** Records supplied **
BEGIN

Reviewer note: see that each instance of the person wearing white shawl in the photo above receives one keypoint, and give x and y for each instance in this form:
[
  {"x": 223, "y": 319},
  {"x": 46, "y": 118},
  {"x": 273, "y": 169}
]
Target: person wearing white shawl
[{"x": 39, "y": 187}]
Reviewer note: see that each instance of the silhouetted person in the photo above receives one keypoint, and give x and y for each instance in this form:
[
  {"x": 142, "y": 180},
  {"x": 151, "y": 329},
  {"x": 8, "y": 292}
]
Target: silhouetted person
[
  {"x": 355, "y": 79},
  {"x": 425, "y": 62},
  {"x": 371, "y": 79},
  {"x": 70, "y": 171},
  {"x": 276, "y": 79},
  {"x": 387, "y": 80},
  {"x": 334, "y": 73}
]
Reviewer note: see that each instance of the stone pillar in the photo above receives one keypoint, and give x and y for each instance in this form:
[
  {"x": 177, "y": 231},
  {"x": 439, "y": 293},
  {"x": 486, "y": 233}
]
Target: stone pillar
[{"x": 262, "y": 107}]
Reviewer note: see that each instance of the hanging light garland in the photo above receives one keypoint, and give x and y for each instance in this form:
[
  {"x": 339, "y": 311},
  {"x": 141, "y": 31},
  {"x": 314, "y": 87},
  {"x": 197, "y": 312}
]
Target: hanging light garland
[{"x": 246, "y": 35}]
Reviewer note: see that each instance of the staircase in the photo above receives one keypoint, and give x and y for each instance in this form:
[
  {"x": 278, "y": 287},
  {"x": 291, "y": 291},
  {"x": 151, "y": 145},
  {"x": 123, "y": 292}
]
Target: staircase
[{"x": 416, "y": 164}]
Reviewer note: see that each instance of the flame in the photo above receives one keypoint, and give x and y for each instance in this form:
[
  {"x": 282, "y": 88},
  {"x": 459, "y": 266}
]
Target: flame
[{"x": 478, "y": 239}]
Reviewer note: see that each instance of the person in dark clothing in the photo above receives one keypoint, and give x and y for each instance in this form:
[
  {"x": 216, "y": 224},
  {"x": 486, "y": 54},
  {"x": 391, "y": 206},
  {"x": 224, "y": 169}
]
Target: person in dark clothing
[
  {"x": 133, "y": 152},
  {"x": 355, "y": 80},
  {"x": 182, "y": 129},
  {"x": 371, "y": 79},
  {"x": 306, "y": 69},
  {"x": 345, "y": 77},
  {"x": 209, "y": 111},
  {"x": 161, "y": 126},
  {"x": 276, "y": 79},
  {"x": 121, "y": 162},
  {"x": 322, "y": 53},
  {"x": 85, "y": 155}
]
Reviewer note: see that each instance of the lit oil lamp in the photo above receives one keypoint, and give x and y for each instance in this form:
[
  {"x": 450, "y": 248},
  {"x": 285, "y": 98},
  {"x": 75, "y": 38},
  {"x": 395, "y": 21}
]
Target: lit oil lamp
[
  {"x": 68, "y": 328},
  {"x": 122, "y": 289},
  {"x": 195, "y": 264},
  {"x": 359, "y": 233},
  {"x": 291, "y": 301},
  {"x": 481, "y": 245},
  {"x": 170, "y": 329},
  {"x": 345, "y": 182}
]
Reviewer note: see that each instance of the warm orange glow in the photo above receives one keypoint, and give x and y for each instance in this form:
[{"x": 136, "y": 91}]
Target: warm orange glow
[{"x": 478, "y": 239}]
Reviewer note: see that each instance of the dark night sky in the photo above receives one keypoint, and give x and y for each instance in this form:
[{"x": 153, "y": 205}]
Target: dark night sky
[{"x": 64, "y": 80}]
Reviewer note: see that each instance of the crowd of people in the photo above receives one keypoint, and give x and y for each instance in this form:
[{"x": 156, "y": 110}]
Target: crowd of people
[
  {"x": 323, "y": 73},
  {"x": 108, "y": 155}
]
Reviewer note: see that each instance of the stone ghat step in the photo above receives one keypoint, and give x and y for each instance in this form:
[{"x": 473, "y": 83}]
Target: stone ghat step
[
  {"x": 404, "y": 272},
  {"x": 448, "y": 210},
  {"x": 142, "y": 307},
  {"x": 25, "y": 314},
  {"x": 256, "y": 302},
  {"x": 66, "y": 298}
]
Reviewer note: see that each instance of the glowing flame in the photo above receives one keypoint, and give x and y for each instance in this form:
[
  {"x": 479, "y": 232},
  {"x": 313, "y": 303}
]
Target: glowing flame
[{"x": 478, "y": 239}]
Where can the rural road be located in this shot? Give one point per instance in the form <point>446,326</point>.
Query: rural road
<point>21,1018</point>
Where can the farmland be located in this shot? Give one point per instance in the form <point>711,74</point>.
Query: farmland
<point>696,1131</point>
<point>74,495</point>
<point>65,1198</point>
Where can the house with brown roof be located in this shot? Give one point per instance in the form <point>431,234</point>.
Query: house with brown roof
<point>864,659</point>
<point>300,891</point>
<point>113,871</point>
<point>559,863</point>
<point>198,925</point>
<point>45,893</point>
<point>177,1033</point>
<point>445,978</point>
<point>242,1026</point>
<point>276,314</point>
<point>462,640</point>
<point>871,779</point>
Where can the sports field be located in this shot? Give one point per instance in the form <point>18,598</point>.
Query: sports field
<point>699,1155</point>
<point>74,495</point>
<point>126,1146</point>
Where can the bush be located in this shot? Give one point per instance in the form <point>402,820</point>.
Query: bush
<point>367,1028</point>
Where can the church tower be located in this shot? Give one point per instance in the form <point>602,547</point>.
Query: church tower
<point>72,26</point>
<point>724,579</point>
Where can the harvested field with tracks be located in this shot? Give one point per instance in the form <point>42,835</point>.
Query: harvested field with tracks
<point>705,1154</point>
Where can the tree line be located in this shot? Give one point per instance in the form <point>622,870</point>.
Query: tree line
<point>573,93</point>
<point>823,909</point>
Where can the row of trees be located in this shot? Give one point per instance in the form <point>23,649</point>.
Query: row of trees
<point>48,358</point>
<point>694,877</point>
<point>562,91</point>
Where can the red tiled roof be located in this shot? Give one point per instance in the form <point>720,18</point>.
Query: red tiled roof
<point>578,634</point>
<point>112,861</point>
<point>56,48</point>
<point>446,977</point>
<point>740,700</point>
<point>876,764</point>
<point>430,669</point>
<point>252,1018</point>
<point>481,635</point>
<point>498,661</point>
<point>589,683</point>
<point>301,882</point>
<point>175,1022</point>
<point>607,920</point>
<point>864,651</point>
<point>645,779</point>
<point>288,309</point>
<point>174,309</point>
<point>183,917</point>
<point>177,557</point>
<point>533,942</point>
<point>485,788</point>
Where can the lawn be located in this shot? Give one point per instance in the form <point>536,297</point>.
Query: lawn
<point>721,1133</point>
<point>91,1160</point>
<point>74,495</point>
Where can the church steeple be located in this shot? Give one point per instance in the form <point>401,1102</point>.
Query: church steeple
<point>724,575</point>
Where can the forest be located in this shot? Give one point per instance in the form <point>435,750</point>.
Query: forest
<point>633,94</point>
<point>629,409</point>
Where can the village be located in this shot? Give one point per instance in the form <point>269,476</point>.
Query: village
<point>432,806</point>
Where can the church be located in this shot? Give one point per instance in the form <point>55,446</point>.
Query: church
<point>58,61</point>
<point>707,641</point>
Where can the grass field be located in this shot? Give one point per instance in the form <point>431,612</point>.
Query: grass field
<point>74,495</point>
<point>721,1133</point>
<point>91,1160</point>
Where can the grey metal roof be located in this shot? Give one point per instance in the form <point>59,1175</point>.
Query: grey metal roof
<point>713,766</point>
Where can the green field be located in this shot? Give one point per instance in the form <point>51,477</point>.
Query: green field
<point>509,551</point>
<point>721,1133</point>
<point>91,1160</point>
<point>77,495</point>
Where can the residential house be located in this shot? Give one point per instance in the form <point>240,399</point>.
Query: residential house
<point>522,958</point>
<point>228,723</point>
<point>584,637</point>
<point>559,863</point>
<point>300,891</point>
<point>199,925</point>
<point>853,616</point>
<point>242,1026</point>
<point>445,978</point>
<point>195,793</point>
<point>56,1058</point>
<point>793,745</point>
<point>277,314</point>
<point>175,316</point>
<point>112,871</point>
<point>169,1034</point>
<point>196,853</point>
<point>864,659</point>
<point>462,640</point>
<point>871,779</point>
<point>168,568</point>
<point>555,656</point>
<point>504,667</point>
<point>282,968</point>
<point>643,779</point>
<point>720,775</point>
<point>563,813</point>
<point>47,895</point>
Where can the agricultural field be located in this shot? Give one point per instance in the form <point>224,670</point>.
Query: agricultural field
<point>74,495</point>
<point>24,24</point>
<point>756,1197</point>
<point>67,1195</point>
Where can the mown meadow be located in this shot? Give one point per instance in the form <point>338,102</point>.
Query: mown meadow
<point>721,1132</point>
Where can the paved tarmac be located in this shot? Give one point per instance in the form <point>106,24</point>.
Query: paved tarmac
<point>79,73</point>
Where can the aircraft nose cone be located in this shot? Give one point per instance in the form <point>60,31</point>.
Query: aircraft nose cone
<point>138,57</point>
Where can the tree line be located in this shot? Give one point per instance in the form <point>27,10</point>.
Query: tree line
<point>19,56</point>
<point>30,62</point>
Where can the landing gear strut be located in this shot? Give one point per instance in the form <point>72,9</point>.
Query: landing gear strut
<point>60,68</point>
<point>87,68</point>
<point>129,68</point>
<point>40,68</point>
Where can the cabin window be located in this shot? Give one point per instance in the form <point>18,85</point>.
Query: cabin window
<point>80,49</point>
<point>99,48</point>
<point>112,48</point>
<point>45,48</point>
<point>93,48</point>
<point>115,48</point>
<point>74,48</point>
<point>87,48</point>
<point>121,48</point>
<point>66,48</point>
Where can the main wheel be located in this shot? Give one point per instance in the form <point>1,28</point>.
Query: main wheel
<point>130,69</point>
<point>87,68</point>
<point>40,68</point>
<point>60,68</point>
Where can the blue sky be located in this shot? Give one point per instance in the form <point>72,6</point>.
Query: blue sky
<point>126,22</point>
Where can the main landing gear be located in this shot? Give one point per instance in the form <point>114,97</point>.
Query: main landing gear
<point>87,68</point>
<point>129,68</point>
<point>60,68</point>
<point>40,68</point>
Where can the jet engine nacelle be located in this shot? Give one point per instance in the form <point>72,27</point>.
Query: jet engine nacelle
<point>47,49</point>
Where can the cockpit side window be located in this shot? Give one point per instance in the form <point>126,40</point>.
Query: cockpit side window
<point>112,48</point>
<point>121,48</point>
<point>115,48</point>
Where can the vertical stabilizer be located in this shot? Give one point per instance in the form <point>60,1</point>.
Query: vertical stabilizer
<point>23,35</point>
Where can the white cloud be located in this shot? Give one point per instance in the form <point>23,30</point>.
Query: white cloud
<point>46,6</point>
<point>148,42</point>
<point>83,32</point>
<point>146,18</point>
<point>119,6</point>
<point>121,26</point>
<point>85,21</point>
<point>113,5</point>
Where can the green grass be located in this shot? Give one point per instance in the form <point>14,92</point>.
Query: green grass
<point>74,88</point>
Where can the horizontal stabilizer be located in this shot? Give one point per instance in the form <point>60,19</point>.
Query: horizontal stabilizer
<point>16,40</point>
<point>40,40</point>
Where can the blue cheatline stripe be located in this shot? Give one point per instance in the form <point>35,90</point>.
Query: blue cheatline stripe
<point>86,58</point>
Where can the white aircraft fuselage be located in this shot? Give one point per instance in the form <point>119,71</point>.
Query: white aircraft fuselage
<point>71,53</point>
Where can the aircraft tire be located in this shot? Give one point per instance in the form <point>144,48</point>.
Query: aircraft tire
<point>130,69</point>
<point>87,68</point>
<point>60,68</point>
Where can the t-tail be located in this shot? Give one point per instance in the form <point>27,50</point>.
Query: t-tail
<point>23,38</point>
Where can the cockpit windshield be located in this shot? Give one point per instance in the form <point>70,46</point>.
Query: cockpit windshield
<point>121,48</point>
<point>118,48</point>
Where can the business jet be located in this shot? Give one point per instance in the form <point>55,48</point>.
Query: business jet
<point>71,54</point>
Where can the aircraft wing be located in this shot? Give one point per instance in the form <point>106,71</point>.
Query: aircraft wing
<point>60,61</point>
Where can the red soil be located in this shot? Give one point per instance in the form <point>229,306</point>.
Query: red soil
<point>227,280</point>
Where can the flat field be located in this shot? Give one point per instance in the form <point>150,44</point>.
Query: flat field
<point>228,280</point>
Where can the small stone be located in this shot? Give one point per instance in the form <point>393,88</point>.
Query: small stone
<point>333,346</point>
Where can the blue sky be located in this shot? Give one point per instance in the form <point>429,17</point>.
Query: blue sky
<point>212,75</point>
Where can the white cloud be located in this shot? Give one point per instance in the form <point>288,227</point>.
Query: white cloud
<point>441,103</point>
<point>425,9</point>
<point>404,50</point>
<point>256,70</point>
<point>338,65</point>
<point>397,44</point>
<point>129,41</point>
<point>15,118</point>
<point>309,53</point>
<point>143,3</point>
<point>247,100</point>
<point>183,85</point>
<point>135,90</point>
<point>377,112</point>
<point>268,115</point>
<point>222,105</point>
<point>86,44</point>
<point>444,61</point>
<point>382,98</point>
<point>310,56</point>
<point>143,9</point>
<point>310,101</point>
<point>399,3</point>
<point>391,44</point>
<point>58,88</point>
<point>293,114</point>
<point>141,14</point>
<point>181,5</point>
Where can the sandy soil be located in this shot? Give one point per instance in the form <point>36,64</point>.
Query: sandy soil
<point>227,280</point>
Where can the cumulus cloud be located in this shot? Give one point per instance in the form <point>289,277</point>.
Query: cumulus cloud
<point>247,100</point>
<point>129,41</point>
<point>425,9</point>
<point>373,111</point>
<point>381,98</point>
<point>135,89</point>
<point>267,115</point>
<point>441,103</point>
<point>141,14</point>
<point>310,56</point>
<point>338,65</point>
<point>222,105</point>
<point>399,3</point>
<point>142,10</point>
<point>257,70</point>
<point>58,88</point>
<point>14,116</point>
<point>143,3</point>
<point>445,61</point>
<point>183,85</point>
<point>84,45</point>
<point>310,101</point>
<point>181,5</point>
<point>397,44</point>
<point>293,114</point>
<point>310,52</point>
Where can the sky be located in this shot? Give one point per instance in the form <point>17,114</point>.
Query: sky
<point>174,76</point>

END

** About this exercise **
The exact lines of the material above starting at the one that contains "Query: sandy soil" and ending at the one that contains "Where can the cumulus" are what to retype; leave out everything else.

** Exercise output **
Query: sandy soil
<point>227,280</point>
Where can the cumulus cloud be located in this shot? Give one point per instance in the form <point>289,277</point>.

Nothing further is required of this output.